Records for this task:
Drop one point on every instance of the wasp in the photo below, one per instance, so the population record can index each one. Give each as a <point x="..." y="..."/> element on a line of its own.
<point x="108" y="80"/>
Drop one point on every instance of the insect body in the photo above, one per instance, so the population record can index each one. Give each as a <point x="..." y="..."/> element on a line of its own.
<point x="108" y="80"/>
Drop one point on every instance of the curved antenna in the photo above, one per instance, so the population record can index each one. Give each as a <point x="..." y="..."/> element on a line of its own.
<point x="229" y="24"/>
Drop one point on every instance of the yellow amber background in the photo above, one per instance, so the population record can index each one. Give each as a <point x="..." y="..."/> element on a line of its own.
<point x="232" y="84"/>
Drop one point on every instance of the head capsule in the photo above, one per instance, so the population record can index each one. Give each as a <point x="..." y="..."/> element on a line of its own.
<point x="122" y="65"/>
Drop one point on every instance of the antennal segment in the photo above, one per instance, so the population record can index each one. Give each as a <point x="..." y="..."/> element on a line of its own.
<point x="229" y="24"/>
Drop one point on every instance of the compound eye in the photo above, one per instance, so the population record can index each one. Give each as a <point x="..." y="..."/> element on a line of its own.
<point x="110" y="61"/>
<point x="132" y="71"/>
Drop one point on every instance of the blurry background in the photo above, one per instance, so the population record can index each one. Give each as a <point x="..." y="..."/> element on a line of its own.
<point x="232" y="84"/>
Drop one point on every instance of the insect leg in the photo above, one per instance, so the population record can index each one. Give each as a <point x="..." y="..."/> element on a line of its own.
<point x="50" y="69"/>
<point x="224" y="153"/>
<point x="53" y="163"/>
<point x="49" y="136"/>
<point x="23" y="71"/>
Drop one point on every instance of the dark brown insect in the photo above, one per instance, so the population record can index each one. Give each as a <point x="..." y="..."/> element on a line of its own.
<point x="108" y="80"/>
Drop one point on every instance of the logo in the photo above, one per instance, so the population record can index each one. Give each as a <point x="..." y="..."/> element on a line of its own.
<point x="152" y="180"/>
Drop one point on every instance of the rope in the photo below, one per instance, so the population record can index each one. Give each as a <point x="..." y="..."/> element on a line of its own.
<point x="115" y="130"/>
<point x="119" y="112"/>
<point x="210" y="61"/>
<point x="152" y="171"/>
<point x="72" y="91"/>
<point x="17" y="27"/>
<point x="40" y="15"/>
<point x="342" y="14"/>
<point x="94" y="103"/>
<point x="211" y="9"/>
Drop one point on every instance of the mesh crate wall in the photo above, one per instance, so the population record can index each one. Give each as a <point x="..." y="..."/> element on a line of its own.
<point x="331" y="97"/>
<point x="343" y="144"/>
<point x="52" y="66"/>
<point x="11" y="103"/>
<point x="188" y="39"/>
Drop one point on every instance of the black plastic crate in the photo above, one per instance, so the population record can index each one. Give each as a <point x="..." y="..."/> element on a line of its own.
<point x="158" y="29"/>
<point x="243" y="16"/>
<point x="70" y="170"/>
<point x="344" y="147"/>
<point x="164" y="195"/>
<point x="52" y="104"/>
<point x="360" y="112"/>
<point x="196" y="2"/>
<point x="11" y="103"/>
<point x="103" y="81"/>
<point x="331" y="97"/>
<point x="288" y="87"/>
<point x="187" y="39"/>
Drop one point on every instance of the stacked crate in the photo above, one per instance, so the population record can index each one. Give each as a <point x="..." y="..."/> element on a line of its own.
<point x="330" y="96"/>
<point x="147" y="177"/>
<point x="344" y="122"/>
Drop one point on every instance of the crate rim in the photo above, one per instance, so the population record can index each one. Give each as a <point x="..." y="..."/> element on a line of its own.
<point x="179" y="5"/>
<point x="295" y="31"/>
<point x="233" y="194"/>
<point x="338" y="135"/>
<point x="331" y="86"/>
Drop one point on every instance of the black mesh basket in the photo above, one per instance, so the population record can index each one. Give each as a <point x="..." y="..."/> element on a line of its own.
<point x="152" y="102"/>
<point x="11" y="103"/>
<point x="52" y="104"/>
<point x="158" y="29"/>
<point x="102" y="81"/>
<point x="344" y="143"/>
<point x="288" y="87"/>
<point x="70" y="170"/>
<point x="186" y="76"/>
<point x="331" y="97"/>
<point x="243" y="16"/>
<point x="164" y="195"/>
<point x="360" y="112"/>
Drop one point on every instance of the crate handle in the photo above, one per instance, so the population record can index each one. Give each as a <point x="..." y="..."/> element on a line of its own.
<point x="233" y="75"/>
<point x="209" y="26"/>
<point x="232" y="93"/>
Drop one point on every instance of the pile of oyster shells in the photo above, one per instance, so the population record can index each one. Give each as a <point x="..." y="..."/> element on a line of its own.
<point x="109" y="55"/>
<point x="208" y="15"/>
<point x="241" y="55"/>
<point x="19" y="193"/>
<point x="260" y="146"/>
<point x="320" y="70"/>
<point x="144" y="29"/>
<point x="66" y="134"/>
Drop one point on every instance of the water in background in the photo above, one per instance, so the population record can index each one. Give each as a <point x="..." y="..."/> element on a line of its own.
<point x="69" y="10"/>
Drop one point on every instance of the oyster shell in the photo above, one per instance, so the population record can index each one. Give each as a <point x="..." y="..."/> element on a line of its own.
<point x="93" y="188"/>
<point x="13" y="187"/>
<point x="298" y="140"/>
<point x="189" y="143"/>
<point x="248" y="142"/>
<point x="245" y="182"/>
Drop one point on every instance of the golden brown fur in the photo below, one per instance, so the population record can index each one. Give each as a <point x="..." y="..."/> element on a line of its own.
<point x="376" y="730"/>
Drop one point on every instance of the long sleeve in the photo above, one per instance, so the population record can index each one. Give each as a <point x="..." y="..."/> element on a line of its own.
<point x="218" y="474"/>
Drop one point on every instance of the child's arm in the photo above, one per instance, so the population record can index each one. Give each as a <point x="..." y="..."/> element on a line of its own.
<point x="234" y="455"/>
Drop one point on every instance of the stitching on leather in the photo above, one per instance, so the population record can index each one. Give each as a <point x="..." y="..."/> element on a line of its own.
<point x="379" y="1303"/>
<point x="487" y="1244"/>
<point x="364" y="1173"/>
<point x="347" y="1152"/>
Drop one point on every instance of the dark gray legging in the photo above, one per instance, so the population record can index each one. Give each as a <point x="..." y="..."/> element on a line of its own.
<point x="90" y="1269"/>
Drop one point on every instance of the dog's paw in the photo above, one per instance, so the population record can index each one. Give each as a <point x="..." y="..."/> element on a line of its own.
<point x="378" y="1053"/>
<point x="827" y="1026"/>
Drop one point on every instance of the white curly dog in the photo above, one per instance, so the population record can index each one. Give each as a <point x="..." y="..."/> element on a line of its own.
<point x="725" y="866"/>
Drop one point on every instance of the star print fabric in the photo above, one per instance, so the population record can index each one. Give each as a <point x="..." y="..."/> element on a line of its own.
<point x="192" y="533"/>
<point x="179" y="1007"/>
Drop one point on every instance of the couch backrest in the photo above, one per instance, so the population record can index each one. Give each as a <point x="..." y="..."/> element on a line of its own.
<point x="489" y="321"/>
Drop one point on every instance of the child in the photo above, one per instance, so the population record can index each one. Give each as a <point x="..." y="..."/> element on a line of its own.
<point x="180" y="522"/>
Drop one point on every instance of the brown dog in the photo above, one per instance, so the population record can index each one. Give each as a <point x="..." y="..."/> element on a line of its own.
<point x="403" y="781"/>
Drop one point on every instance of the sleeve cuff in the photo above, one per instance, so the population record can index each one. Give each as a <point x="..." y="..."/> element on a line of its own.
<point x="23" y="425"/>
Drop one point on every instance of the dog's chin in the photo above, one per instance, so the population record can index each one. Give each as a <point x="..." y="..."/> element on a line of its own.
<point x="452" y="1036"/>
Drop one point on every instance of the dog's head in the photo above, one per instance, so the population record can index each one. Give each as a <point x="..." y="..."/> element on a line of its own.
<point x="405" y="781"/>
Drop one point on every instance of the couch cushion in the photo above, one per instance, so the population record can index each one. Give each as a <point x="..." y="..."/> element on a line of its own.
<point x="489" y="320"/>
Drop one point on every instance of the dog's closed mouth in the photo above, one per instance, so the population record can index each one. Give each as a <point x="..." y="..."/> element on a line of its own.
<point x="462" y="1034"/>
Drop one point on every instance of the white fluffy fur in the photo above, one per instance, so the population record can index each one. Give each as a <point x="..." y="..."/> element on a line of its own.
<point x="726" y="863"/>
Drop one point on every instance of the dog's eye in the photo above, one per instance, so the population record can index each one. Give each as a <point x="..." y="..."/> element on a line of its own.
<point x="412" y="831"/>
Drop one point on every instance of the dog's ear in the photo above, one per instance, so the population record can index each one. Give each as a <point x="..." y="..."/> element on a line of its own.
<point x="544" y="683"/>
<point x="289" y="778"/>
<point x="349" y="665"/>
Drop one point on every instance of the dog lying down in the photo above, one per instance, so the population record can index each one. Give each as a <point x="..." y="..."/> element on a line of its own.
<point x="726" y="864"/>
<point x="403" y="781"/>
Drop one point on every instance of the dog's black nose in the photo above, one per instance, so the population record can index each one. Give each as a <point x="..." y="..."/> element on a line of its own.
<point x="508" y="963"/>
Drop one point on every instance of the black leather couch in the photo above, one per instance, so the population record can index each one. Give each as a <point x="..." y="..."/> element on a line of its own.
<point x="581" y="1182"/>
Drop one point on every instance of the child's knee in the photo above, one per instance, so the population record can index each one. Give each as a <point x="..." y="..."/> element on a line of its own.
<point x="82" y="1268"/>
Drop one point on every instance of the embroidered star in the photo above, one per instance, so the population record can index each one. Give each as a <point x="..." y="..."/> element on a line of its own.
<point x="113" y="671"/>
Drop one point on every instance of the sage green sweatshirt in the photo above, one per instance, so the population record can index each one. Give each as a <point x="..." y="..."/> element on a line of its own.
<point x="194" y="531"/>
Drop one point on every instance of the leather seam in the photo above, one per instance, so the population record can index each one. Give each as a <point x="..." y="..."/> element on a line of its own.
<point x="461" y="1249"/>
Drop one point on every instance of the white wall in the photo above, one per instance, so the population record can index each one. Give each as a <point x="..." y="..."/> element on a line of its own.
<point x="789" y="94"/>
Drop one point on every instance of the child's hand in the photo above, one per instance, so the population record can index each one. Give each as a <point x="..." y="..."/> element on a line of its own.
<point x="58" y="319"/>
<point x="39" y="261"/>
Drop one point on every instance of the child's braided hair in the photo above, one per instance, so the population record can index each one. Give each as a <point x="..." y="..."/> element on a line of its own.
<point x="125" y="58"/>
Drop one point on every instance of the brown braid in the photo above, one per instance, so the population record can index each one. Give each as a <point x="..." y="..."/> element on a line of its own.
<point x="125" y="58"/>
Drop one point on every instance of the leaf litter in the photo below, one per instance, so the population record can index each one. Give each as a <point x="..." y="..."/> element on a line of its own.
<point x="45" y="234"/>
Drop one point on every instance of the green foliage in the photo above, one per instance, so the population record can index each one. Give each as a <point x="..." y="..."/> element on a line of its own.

Exercise brief: From the "Drop one point on every instance of the leather" line to the close of the listing, restate each line word for word.

Problem solution:
Drop one point on every instance of the leather seam in the photo above, one per instance, so the population record can index each one. Give each as a <point x="..." y="..."/> element on a line of its own.
<point x="461" y="1249"/>
Drop one point on every instance of the white wall in the photo above, one per instance, so the population record can index each one. Give each as a <point x="..." y="..."/> element on a line of its own.
<point x="789" y="94"/>
Drop one point on every instance of the child's hand in the photo above, one per instance, so the population record can index each one. Give each as a <point x="..." y="..."/> element on a line of its own.
<point x="58" y="319"/>
<point x="39" y="261"/>
Drop one point on every instance of the child's braided hair in the photo above, one per instance, so the population record can index each one. Give each as a <point x="..." y="..."/> element on a line of its own.
<point x="125" y="58"/>
Drop one point on every instance of the brown braid in the photo above, one per instance, so the population record can index each one. Give each as a <point x="..." y="..."/> element on a line of its own.
<point x="125" y="58"/>
Drop one point on every instance of the leaf litter in the photo below, one per instance, so the population record can index each one. Give each as a <point x="..." y="..."/> element on a line of its own.
<point x="45" y="234"/>
Drop one point on every instance of the green foliage in the photo above, one per instance, so the population record can index each one. Give each as a <point x="..." y="..."/> element on a line of its own.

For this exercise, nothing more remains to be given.